**EXERCISE DATA:**
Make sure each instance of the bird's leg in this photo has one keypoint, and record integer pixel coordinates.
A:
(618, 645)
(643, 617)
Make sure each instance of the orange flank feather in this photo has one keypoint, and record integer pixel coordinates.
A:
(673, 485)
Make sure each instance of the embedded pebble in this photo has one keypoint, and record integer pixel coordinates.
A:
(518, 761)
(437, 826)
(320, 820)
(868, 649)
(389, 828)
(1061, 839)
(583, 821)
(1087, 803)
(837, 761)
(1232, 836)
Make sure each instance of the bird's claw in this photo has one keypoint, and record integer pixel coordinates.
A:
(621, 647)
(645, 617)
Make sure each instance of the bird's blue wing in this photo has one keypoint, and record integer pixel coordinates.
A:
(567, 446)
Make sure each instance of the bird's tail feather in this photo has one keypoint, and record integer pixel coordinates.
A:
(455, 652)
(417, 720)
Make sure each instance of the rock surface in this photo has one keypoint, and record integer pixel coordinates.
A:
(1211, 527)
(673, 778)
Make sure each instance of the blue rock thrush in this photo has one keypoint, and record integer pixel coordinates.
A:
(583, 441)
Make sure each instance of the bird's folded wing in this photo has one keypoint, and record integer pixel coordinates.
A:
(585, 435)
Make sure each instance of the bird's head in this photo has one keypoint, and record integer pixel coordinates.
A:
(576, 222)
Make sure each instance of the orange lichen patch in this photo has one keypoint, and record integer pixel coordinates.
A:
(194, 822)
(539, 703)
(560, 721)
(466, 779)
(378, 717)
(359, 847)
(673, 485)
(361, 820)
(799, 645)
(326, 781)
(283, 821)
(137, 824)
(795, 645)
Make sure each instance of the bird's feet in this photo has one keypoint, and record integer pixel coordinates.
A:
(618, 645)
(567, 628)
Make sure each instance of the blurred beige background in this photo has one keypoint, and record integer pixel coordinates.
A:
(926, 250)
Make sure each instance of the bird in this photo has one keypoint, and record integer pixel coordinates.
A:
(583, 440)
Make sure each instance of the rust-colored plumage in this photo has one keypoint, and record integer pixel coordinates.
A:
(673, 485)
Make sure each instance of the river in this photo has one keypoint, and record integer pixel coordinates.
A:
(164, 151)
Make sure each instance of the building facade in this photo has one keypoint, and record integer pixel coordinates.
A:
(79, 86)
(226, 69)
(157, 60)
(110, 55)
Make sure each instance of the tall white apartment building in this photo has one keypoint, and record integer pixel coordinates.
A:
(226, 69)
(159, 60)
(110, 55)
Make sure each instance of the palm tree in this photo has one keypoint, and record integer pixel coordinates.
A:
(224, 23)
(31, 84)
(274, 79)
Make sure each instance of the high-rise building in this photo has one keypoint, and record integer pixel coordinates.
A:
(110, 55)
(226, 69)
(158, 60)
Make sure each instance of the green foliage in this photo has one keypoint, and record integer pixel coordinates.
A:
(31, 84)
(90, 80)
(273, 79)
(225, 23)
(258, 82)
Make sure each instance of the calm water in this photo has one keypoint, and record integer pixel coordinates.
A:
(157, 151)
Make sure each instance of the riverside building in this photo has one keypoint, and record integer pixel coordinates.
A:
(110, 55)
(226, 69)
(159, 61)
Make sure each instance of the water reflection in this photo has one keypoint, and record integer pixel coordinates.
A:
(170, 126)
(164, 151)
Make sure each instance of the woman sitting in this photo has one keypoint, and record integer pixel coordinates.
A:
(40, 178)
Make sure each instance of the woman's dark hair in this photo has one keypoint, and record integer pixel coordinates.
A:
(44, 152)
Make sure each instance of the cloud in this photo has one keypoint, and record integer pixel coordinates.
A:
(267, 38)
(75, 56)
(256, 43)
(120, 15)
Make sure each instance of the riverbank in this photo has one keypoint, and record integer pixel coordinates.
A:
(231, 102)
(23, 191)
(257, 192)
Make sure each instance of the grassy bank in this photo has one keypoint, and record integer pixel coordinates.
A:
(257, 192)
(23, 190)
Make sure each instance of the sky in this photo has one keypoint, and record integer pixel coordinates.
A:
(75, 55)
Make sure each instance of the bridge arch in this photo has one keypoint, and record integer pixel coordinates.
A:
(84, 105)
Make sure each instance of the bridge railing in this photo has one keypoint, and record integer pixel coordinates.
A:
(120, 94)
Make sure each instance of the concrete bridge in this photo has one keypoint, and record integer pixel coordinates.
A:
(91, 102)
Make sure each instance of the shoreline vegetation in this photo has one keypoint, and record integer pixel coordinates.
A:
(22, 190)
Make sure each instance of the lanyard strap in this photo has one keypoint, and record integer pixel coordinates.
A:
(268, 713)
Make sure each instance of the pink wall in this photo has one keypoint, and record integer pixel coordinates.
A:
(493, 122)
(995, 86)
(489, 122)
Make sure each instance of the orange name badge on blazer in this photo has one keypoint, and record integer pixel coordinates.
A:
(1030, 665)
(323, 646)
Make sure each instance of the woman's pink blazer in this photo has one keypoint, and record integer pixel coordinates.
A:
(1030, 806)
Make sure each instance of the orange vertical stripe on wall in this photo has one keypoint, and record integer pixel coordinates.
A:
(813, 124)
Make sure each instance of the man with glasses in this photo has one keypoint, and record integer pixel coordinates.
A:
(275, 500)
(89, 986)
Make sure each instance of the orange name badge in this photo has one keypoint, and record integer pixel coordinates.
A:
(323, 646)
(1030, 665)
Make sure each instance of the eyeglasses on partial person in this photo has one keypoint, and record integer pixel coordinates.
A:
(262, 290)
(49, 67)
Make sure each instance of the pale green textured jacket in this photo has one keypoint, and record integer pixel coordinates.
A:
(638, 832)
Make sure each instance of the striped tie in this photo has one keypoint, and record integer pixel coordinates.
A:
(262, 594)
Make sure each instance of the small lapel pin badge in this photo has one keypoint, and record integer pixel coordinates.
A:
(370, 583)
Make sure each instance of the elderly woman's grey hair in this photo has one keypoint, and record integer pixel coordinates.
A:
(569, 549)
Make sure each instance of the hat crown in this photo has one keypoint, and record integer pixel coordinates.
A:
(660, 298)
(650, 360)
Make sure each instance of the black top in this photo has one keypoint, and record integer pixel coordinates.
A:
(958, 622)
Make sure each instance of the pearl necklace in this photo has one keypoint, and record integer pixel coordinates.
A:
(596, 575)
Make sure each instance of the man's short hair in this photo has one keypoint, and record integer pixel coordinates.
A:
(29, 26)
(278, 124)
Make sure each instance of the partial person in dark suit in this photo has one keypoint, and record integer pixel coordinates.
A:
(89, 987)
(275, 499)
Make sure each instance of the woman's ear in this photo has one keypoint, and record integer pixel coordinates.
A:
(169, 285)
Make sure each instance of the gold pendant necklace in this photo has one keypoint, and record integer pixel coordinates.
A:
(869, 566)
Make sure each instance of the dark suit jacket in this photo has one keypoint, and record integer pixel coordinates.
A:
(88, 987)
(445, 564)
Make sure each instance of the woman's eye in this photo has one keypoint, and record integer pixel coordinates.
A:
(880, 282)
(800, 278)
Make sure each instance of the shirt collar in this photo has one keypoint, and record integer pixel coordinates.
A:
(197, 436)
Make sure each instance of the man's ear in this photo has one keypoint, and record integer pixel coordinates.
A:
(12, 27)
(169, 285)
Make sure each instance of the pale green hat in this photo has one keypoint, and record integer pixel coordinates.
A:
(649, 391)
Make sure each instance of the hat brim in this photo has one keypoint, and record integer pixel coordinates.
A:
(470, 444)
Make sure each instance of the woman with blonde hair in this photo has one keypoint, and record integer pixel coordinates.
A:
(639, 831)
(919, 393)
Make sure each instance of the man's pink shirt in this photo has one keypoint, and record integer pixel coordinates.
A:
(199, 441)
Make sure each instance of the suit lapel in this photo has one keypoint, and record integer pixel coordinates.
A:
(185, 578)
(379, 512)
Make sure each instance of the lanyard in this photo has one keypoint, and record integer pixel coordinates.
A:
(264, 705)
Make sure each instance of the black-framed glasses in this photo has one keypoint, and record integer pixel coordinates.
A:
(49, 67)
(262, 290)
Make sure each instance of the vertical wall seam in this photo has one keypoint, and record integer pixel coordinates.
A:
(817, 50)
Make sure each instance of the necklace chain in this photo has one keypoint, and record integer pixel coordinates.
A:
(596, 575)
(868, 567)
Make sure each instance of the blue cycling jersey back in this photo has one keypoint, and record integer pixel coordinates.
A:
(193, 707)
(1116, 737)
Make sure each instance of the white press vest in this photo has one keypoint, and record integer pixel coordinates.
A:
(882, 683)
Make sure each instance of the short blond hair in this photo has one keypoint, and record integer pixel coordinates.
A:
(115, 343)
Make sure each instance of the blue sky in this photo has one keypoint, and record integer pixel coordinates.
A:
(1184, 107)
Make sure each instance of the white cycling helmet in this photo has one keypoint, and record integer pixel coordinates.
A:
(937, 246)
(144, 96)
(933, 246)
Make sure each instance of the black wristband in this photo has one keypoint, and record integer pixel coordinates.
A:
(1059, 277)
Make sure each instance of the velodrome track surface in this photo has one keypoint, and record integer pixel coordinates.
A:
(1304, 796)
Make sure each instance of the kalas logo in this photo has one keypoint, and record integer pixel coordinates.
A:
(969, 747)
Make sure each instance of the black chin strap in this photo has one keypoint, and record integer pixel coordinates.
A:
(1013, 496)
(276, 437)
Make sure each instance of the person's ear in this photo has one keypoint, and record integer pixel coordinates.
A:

**WHAT YOU SHOULD DO:**
Could you repeat exactly the lines above from the line with "Make sure each instance of the man's short" up to and including the line with "Make sure each instance of the shirt", and only those?

**EXERCISE ANSWER:**
Make sure each instance of the man's short hair in this photo has one keypoint, and record integer pixel coordinates.
A:
(29, 26)
(278, 124)
Make sure each instance of the partial person in dark suit in this photo has one keypoint, and record integer pixel coordinates.
A:
(89, 987)
(275, 499)
Make sure each instance of the woman's ear in this photo has one keypoint, and record integer pixel coordinates.
A:
(169, 285)
Make sure each instance of the gold pendant necklace in this photo has one keypoint, and record integer pixel coordinates.
A:
(869, 566)
Make sure each instance of the dark suit jacket in this photo has one keypoint, and record integer pixel coordinates.
A:
(88, 987)
(445, 564)
Make sure each instance of the woman's eye in this photo has one keypoint, and record integer pixel coordinates.
A:
(880, 282)
(800, 278)
Make sure each instance of the shirt collar in this photo has one keypoint, and record integer pixel coordinates.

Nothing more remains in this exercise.